### What the task asks:
What lines of the data hold the string "front"? Pull each one out.
--- START ---
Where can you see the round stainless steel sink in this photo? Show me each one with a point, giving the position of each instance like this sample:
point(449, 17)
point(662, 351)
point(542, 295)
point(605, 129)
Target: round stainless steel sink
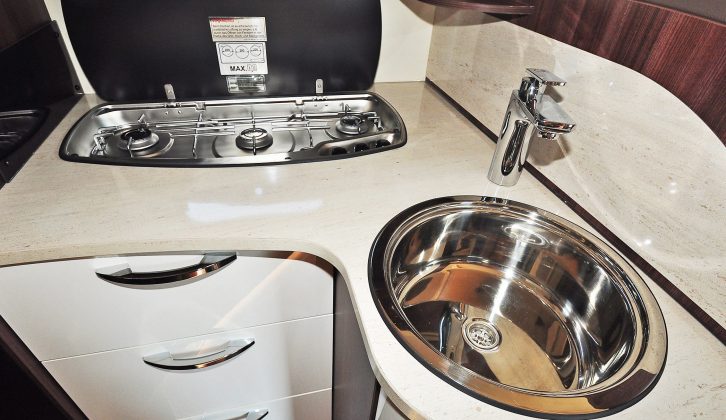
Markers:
point(518, 307)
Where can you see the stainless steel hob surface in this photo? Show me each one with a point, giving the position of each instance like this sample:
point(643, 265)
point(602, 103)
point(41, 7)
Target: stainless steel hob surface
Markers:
point(235, 132)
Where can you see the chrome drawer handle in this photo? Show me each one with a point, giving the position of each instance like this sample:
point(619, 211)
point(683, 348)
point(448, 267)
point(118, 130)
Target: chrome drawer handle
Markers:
point(209, 264)
point(169, 361)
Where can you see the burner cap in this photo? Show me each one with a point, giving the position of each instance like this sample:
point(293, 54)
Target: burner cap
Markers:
point(136, 139)
point(351, 124)
point(254, 138)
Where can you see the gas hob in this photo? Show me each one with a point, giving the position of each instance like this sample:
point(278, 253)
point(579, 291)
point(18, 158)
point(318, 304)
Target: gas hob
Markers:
point(235, 132)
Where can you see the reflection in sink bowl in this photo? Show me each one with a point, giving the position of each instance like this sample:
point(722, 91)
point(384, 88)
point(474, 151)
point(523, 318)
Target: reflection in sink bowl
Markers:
point(518, 307)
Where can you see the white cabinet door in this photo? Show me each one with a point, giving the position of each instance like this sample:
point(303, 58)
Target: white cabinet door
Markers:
point(313, 406)
point(287, 359)
point(61, 309)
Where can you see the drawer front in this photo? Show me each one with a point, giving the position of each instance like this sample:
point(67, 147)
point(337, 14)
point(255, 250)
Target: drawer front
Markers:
--- END ---
### Solution below:
Where can you see the drawer front in this photo? Show me each one with a point, giving the position of each instance like this sample:
Target: drawer front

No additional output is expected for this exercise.